_Instructions to follow_:
Scan the entries for the word "shaped" and return every line that has it.

_Data_:
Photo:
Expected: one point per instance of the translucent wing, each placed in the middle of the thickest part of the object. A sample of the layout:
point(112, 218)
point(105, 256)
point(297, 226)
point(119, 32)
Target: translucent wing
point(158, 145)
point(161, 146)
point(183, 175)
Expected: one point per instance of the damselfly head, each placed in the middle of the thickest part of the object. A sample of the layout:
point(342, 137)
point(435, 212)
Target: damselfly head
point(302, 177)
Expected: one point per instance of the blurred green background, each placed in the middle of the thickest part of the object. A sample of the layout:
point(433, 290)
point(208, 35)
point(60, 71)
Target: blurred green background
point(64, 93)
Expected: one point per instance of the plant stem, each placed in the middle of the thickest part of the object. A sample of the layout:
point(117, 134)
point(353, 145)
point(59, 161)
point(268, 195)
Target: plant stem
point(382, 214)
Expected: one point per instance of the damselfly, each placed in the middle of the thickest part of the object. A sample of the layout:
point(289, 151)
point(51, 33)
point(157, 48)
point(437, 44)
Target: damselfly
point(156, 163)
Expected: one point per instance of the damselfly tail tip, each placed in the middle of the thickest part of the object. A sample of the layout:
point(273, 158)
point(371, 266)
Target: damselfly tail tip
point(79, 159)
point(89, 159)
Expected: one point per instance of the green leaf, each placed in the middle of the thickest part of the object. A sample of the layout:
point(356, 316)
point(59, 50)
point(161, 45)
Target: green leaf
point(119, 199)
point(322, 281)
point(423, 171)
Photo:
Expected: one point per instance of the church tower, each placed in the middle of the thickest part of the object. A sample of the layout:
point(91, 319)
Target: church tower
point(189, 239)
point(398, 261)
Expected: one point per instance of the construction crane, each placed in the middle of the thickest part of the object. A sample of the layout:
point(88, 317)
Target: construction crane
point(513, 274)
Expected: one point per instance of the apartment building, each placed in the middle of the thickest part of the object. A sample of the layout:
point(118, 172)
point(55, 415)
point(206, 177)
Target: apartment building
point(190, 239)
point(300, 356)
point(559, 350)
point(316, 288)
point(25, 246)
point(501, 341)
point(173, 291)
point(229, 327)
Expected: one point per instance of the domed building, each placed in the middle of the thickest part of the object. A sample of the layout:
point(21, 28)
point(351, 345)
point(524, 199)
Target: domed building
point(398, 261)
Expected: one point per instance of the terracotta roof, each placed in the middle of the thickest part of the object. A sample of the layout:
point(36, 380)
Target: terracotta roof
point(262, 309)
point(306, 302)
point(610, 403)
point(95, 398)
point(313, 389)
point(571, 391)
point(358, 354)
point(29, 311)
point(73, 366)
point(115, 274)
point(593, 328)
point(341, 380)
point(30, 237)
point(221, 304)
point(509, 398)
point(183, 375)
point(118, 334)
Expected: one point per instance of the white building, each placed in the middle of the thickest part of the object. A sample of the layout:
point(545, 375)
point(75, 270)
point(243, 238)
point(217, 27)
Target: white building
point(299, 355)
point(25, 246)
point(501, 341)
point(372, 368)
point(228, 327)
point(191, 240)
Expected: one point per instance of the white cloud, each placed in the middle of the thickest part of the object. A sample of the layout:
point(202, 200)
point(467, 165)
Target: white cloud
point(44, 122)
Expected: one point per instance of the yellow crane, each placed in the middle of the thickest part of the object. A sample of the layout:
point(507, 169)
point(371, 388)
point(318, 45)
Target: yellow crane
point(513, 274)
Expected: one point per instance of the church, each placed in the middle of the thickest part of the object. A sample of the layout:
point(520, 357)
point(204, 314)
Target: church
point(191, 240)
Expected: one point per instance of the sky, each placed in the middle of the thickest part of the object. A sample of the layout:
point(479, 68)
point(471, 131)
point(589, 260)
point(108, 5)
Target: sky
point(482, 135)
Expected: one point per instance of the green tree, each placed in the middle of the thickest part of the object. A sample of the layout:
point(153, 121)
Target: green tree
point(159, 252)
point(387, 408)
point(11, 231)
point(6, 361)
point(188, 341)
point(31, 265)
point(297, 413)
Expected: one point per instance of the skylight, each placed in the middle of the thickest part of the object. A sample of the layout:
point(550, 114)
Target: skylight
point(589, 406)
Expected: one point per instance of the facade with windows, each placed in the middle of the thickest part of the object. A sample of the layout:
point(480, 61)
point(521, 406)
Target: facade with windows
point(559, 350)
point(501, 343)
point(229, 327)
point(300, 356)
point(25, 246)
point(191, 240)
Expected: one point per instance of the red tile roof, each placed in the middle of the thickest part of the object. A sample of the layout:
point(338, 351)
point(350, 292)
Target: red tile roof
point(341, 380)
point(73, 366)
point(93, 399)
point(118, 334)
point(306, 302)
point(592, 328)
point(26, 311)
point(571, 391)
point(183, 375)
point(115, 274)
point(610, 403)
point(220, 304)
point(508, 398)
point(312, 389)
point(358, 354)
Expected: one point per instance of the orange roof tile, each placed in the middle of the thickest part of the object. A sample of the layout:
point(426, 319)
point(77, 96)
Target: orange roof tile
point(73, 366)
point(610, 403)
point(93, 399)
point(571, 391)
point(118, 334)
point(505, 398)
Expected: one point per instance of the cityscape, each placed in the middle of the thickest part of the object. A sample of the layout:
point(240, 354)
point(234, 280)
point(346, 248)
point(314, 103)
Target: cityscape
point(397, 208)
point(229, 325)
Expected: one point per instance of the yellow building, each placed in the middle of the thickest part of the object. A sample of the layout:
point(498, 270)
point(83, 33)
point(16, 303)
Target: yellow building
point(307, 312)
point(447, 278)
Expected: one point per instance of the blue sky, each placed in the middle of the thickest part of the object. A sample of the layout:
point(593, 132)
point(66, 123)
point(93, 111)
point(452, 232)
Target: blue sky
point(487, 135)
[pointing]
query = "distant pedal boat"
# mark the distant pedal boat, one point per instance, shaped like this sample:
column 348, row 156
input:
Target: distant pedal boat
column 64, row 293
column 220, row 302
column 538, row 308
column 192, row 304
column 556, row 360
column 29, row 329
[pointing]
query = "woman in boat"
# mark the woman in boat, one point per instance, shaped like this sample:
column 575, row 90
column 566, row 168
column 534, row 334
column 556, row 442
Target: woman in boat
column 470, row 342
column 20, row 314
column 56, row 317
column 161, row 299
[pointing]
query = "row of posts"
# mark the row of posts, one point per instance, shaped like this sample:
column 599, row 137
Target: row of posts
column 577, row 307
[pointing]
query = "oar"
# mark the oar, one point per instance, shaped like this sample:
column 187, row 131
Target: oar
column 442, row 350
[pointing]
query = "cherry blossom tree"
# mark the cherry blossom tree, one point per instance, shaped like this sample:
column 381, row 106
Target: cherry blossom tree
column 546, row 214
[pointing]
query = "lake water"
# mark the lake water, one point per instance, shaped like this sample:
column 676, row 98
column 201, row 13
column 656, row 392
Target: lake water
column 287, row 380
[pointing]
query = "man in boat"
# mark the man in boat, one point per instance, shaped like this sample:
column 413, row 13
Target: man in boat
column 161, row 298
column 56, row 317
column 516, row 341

_Reply to the task_:
# mark the distant pedal boat, one point per instance, shaped like this sample:
# mark the woman in boat, one point per instance, shaped like this sample:
# mark the row of posts, one point per instance, shaped like this sample:
# mark the oar, one point per instance, shaped like this sample:
# mark the cherry blossom tree, one point per instance, shaped like this sample:
# mark the lake water, one point per instance, shaped like this sample:
# mark the man in boat, one point per instance, shaped like this sample:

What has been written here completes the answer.